> [YOUR OBJECTIVE] From the text on Zanati Public School's director, reproduce word for word the passage between "Manana Tediashvili (center)" and "out almost daily.", inclusive.

Manana Tediashvili (center)

 

An interview with Zanati Public School’s school director and literature teacher, Manana Tediashvili.

Georgia is a land of local flavouring, from its villages dotting the sweeping hillsides and rugged mountains right on up to its administrative and governing styles.  As an English teacher attached to a tiny village school, I’ve been repeatedly impressed by how much village life seems to revolve around its local school.  For instance, that is where elections are held, where all special guests to the village are met, and where the routine functions of civic life are played out almost daily.

This in turn means that the precise focal point of the entire village invariably tends to be its school principal, or Director, as they are more properly called here.  I’d venture to guess that behind every village, whether successful or failing, the personal character traits of its school director are busy tapping out an invisible rhythm that guides and shapes the soul and character of that village.  This is the secret to Georgia’s defiant administrative sprawl no matter where you go, despite recent attempts by the West to transform it into a technocrat-friendly, well-oiled bureaucracy.

Take my case, for example.  As one of the original teachers placed within a government sponsored program, I’ve often been a bit surprised by the claims made by fellow foreigner teachers that Georgia is a highly patriarchal and chauvinist state.  This isn’t because the view is in-and-of-itself false (far from it, in fact!), but because my particular corner of Georgia in the province of Samegrelo happens to be run from port to stern by a strong matriarchal figure.

> [DATA EXTRACTS]

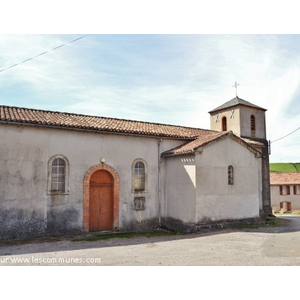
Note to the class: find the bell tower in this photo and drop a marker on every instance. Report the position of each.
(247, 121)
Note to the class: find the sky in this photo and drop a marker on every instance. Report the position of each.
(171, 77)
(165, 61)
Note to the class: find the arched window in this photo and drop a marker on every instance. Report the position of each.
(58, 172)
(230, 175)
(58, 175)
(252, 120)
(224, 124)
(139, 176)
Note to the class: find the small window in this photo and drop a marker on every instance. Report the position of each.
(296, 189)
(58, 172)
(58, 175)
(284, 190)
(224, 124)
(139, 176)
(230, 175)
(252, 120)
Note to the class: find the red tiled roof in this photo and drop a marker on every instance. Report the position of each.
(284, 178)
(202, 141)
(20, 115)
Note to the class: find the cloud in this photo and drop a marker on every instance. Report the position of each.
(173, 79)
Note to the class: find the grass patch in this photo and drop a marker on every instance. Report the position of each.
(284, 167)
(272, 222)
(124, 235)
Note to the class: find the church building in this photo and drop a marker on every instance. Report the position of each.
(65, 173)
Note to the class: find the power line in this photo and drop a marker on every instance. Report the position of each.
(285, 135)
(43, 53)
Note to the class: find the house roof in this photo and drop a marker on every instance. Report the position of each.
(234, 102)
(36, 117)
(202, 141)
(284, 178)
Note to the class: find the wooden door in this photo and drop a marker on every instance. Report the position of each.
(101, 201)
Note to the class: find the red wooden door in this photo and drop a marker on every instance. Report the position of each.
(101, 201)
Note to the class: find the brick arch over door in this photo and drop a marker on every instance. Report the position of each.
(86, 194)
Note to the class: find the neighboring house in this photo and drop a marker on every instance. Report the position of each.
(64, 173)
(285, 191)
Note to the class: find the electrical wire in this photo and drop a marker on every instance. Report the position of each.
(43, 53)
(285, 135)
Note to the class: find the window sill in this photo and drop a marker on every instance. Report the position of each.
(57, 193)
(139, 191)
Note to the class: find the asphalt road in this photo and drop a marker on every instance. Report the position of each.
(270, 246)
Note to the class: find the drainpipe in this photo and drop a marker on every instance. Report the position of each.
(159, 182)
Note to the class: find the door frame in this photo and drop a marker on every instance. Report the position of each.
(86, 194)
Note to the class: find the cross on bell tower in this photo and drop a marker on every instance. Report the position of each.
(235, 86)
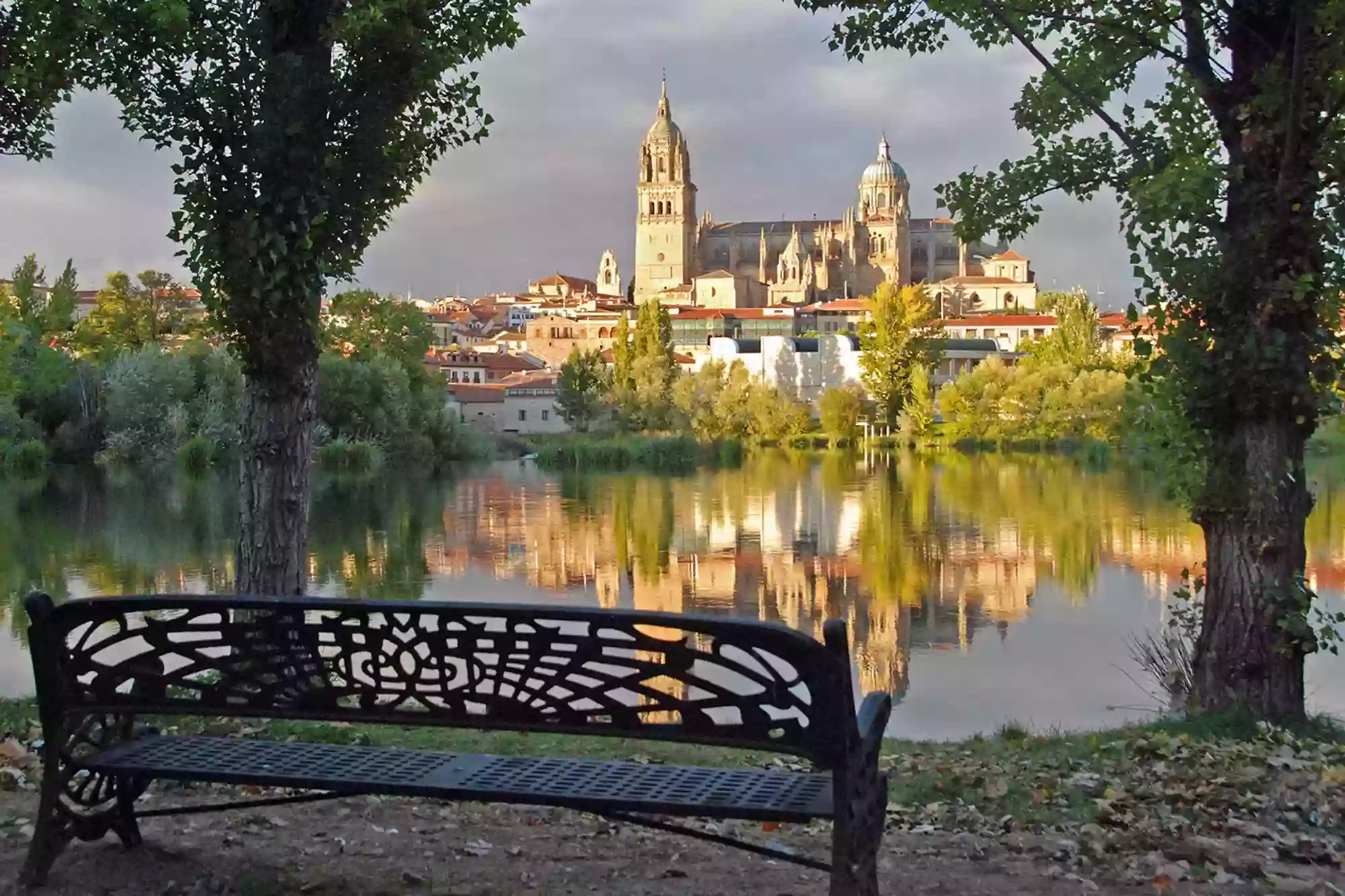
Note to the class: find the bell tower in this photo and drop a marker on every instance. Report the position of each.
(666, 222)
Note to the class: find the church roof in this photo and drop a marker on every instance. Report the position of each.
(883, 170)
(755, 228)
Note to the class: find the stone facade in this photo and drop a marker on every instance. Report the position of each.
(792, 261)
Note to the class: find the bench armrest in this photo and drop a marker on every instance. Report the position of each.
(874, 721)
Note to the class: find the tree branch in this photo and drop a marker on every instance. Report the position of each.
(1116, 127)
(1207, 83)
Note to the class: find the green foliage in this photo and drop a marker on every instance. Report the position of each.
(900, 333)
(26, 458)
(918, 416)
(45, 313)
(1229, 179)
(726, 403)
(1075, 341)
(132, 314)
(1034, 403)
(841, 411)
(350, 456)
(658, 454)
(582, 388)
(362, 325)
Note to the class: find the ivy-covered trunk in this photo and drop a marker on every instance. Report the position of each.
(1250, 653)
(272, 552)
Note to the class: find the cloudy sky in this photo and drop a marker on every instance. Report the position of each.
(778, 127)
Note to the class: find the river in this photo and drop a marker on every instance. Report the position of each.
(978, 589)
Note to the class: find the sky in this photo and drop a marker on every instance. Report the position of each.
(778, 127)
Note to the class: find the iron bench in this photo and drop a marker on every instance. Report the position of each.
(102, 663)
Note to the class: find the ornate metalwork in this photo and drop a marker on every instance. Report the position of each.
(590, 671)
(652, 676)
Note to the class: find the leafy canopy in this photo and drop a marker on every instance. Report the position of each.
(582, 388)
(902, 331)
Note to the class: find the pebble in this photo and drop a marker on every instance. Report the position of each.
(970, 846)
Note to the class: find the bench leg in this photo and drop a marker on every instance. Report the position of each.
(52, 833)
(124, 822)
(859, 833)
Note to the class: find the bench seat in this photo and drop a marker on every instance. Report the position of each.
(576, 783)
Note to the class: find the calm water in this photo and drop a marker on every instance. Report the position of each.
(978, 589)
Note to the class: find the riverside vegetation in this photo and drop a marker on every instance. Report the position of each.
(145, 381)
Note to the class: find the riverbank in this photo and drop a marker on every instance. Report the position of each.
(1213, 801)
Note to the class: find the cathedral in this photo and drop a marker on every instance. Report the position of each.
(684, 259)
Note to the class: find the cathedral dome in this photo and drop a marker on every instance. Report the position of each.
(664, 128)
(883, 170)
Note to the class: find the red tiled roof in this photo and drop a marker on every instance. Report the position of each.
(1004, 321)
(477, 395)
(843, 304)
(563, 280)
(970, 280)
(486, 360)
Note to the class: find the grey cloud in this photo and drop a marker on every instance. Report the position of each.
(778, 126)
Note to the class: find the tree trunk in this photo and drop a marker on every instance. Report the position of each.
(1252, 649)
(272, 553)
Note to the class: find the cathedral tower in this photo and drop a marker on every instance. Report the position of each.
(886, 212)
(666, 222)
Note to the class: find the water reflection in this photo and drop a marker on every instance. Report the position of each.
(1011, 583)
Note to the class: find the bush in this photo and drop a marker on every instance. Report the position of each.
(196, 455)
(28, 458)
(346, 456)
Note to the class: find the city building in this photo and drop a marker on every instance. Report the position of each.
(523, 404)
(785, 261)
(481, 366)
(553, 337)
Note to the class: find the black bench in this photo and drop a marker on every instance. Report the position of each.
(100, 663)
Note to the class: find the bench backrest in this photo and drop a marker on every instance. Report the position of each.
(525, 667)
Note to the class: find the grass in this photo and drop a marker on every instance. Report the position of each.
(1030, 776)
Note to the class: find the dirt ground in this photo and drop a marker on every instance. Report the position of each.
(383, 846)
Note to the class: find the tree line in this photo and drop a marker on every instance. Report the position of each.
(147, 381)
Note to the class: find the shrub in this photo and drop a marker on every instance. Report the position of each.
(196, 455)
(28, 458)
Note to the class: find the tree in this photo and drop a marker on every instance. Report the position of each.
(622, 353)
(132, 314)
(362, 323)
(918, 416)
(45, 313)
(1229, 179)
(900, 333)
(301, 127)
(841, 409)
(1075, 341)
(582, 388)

> [OUTPUT OF THE TASK]
Manana Tediashvili (center)

 

An interview with Zanati Public School’s school director and literature teacher, Manana Tediashvili.

Georgia is a land of local flavouring, from its villages dotting the sweeping hillsides and rugged mountains right on up to its administrative and governing styles.  As an English teacher attached to a tiny village school, I’ve been repeatedly impressed by how much village life seems to revolve around its local school.  For instance, that is where elections are held, where all special guests to the village are met, and where the routine functions of civic life are played out almost daily.